◆ SOURCE:
====
Nick Aylott

various non-academic texts |

With Fulham's opening fixture just a couple of hours away, here is my Premier League Prediction 2020-21...


There was an interesting discussion on talkSPORT before the Championship play-off final at Wembley the other night. Two contributors mentioned that their Fulham-supporting friends were actually quite ambivalent about the prospect of promotion to the Premier League. This provoked much mockery from one of the presenters. But ambivalence is exactly what I and others have felt.

It is actually easy to explain. Fulham's two most recent seasons in the Premier League were utterly miserable experiences. The club's last three seasons in the Championship, by contrast, have all been enormous fun. You actually win some matches, for a start. The division is full of famous clubs playing at a level that, according to many observers, has risen steadily over the last decade. The Premier League, meanwhile, has become predictable at each end.

There's perhaps an additional factor, too. Like other top-flight divisions in Europe, the Premier League was also – if you ask me – pretty much ruined last season by the VAR.

Still, a fan will always want his or her team to win – especially against local rivals, as in the play-off final. And that was what happened: Fulham beat Brentford 2-1 to clamber back into the Premier League. For my own part, and perhaps that of many Fulham fans, I am absolutely delighted at this outcome, even if I still think I would have been fairly relaxed about missing out.

Parker/Khan. Parker/Khan

Anyway, with this uniquely extended domestic season now finally over, it is time for me to resume my customary end-of-season review of Fulham's performance (although this will be the first one since we last got promoted, in 2017-18). Before that, though, I tend to comment on the club's management.
====
◆ WORK REQUIRED: According to the post about Fulham's promotion, what was the score when Fulham beat Brentford in the play-off final? Rely on the post alone for the answer.

Point annotations for photos:
====
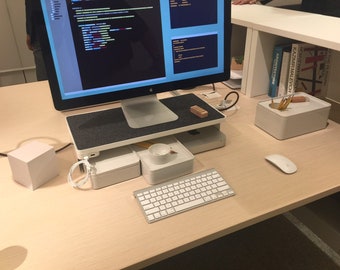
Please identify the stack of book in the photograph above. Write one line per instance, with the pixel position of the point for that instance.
(299, 67)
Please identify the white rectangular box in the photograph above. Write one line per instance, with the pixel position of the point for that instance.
(299, 118)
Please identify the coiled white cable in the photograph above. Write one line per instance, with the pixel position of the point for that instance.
(87, 167)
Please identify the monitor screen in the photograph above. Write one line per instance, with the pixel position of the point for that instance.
(100, 51)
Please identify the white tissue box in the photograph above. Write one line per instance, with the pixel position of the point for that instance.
(299, 118)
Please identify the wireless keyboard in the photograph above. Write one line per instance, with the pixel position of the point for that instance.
(182, 194)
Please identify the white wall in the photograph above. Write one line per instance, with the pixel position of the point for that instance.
(16, 61)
====
◆ REPLY TO THE TASK: Fulham won 2-1.